Dataset records
──────────────────────────────

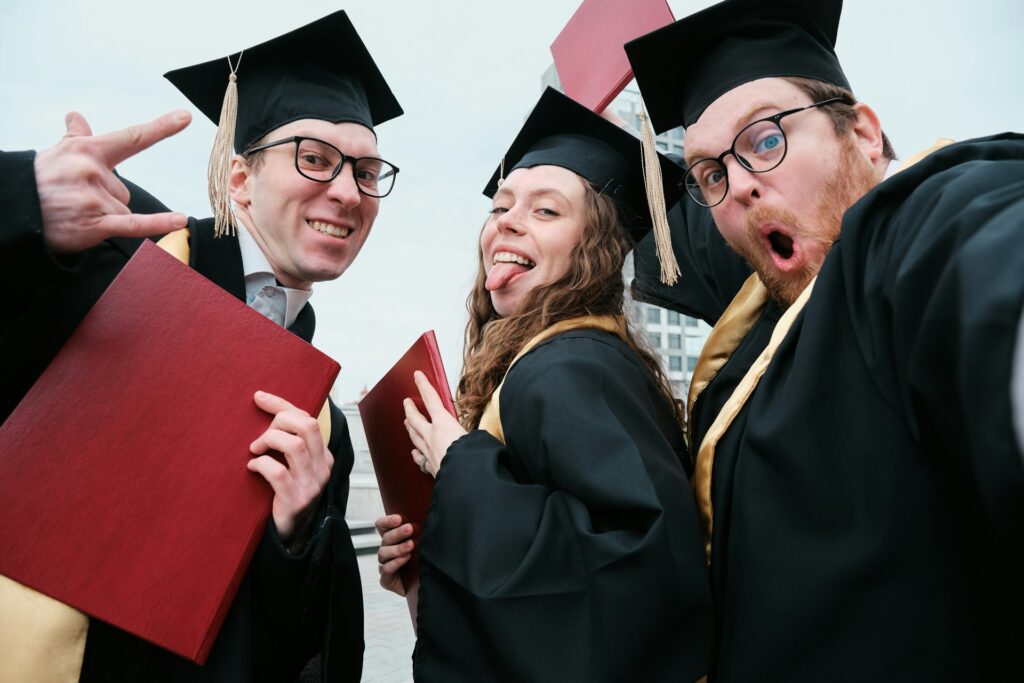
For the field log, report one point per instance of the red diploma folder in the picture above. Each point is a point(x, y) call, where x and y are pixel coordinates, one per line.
point(404, 489)
point(123, 483)
point(589, 54)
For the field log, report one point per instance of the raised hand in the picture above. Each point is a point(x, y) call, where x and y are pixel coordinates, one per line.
point(82, 202)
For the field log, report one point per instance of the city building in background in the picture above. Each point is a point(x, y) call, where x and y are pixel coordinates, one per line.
point(677, 339)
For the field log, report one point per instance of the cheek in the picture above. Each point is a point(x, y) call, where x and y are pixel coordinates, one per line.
point(730, 223)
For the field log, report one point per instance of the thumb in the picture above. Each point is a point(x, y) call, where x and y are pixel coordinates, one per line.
point(76, 125)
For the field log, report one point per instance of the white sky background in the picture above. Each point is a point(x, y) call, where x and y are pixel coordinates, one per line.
point(466, 73)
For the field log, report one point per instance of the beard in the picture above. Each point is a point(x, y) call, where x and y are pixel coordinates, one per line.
point(854, 177)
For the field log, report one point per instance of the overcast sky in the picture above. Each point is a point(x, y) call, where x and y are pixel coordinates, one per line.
point(466, 72)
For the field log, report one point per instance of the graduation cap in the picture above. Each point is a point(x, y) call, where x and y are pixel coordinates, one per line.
point(686, 66)
point(320, 71)
point(562, 132)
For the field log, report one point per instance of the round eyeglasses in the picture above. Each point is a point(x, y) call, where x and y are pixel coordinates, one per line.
point(759, 147)
point(322, 162)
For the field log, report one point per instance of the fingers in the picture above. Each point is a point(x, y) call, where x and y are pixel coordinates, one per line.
point(270, 403)
point(417, 437)
point(390, 553)
point(115, 147)
point(76, 125)
point(140, 225)
point(431, 400)
point(114, 186)
point(414, 418)
point(397, 535)
point(386, 523)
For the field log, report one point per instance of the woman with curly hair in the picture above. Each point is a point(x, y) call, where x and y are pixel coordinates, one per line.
point(562, 541)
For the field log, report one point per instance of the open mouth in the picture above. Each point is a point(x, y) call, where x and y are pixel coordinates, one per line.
point(509, 257)
point(340, 231)
point(507, 267)
point(780, 244)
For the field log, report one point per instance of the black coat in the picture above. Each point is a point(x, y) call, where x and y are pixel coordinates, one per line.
point(868, 499)
point(289, 608)
point(571, 552)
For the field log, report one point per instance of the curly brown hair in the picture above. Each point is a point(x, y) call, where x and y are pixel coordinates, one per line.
point(593, 286)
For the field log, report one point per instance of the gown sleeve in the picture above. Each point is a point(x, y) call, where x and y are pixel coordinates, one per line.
point(571, 553)
point(311, 602)
point(942, 287)
point(711, 273)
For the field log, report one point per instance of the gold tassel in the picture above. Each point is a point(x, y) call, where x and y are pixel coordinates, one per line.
point(219, 170)
point(655, 201)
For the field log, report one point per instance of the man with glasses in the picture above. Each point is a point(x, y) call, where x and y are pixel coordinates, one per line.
point(301, 195)
point(858, 476)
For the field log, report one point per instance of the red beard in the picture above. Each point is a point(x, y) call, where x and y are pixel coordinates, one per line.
point(854, 176)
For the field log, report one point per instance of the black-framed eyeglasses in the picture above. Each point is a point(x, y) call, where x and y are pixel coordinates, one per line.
point(322, 162)
point(759, 147)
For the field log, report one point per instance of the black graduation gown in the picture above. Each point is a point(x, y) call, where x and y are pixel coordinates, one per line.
point(572, 552)
point(868, 499)
point(289, 607)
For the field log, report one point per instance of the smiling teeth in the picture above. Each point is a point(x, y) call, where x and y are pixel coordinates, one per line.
point(507, 257)
point(330, 228)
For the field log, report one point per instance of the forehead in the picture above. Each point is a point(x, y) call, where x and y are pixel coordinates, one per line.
point(723, 118)
point(537, 178)
point(352, 138)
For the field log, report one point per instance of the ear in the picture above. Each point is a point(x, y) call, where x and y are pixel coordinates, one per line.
point(240, 181)
point(867, 133)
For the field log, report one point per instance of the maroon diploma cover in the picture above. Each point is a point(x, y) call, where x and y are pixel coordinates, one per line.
point(404, 489)
point(589, 55)
point(123, 483)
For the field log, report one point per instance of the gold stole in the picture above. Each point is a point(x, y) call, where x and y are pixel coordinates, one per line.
point(730, 330)
point(42, 639)
point(491, 421)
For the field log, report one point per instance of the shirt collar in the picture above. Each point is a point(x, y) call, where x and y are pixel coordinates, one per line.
point(259, 273)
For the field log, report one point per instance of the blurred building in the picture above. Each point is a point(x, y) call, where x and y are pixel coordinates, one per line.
point(677, 339)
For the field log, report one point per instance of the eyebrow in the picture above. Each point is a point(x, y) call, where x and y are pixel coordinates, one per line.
point(537, 193)
point(759, 107)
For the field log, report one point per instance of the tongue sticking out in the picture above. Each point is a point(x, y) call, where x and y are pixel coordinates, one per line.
point(501, 273)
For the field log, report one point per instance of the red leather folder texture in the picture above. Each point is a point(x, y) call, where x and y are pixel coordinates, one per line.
point(123, 483)
point(589, 55)
point(404, 489)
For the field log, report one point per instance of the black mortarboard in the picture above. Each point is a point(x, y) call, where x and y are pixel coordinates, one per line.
point(562, 132)
point(320, 71)
point(686, 66)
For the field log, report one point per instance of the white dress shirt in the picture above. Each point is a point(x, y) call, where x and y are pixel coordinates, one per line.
point(281, 304)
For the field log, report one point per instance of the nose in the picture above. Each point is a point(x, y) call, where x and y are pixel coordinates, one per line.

──────────────────────────────

• _What to produce_: Reproduce the entries above without change, omitting all pictures.

• _Reply_:
For the field log, report one point per instance of the red diploma folder in the picture above. Each point is a point(x, y) call, where x and y are pixel coordinates, one per line.
point(404, 489)
point(123, 483)
point(589, 54)
For the field log, report one point per instance of the raised hand in the picture above. Each point is a point(x, y) call, where x and y are pixel coordinates, one per line.
point(82, 202)
For the field log, report one point per instance of the city building in background in the picture above. Each point is a point(x, y) call, where x and y are pixel coordinates, one per line.
point(677, 339)
For the field log, report one point per instance of the cheek in the picture above. Each point is a point(x, y) call, where x and y are pixel coordinates, one per line.
point(730, 223)
For the field log, report one point per instance of the thumb in the picture above. Each point is a point(x, y) call, where x and y are pixel coordinates, one per line.
point(76, 125)
For the field log, report one point per instance of the white sky background in the picture above. Each point is a point(x, y) call, where x and y are pixel coordinates, one per line.
point(466, 73)
For the field log, report one point per instance of the beard in the picture above. Each point is a point(x, y) call, where x and y are pixel coordinates, one per line.
point(854, 177)
For the field log, report one point per instance of the overcast sky in the picture above. Each point is a point(x, y) call, where x and y are pixel coordinates, one per line.
point(466, 72)
For the field log, report one point per instance of the graduation cap in the picture above. Each point is a point(x, y) call, where x and y are pixel coordinates, one per line.
point(686, 66)
point(320, 71)
point(562, 132)
For the field log, report one point per instance of the round eyeglasses in the picture above. Each point is a point(x, y) call, where x and y are pixel coordinates, one per line.
point(759, 147)
point(322, 162)
For the field log, report one point per instance of the fingers in the picture above. Each point is a point(x, y) call, where x and y are pixel coordinates, one per line.
point(270, 403)
point(417, 437)
point(390, 553)
point(115, 147)
point(76, 125)
point(140, 225)
point(431, 400)
point(114, 186)
point(414, 418)
point(397, 535)
point(386, 523)
For the field log, report one point per instance of the woman with curly hair in the picture above. Each point is a point(x, y) call, where x and y are pixel coordinates, one per line.
point(562, 541)
For the field log, report one point per instance of the open mouth in the picture above. Each point is a point(x, y) call, where x and y are pixel coordinates, one per line.
point(509, 257)
point(340, 231)
point(507, 267)
point(780, 244)
For the field log, report one point per instance of the black coat in the picture above. Each point is a point(x, y) call, where x and y are pixel coordinates, one per line.
point(868, 499)
point(289, 608)
point(571, 552)
For the field log, report one point per instance of the curly brown hair in the picture above. Each point is a point(x, y) call, where x and y are pixel coordinates, one per line.
point(593, 286)
For the field log, report one point per instance of the gown sleeve in the picture above. Each point is a point(x, y) call, where x and y are pixel coordinates, one per line.
point(571, 553)
point(311, 602)
point(942, 287)
point(711, 273)
For the field log, report one point per instance of the gold tassel in the picture above. Each point is a point(x, y) call, where x and y are pixel coordinates, one per line.
point(219, 170)
point(655, 201)
For the field log, report one point per instance of the man with glasses in the picture above. Each point is a point(x, y) call, where x and y are pixel coordinates, one per line.
point(301, 195)
point(858, 476)
For the field log, report one point per instance of the red beard in the picture above. Each point is a point(x, y) call, where x and y are pixel coordinates, one per line.
point(854, 176)
For the field log, report one point per instance of the black-framed eyeglasses in the picture above. Each point is a point(x, y) call, where x and y are pixel coordinates, one per line.
point(322, 162)
point(759, 147)
For the field log, report one point per instance of the black graduation gown in the picture above. Each point is a point(x, y) call, where x and y are pixel coordinates, one per line.
point(572, 552)
point(868, 499)
point(289, 607)
For the field log, report one point per instance of the smiling teeth in the picture above. Each point is a point(x, y) call, where x and y are pixel coordinates, one per line.
point(507, 257)
point(330, 228)
For the field log, report one point per instance of the forehead in the picture above. Each point is a point(x, y) call, where x and y are pixel coordinates, one per line.
point(723, 118)
point(537, 178)
point(352, 138)
For the field log, report one point per instance of the ear in the picture above. Each point is a point(x, y) call, where x and y are pixel coordinates, one per line.
point(240, 181)
point(867, 133)
For the field log, report one point per instance of the maroon diploma cover in the picture above. Each point is a point(x, y) call, where x and y are pixel coordinates, one per line.
point(404, 489)
point(589, 55)
point(123, 483)
For the field log, report one point per instance of the gold stole in the picture above. Each point is a point(x, y) call, where x and y are pixel coordinates, one per line.
point(730, 330)
point(42, 639)
point(491, 421)
For the field log, report one point per instance of the shirt collar in the picture above. Each point is a point(x, y) call, where x and y are pixel coordinates, one per line.
point(259, 273)
For the field log, report one point per instance of the blurred building in the picture above. Each point is a point(x, y) call, where x and y are pixel coordinates, one per line.
point(677, 339)
For the field log, report one point per instance of the eyebrow in the picture above. Each point is a point(x, y) call, where x and y are pixel coordinates, one per line.
point(537, 193)
point(759, 107)
For the field log, report one point per instance of the tongue sticking out in the picture above. Each point is a point(x, y) call, where x and y are pixel coordinates, one per line.
point(501, 273)
For the field log, report one point per instance of the red leather folder texture in the picture above. Each point is a point(x, y) call, where x and y are pixel coordinates, one per line.
point(123, 483)
point(589, 55)
point(404, 489)
For the field log, report one point per instance of the black mortarboard in the picture above. Each point is a point(x, y) call, where x and y are pixel coordinates, one per line.
point(562, 132)
point(320, 71)
point(686, 66)
For the field log, report one point per instance of the white dress shirt in the picture above. Each point is a point(x, y) call, where x and y are pixel coordinates, one per line.
point(281, 304)
For the field log, report one point per instance of the nose in the picture above. Each point is a point(x, y) call, where x and y are pixel coordinates, one per line.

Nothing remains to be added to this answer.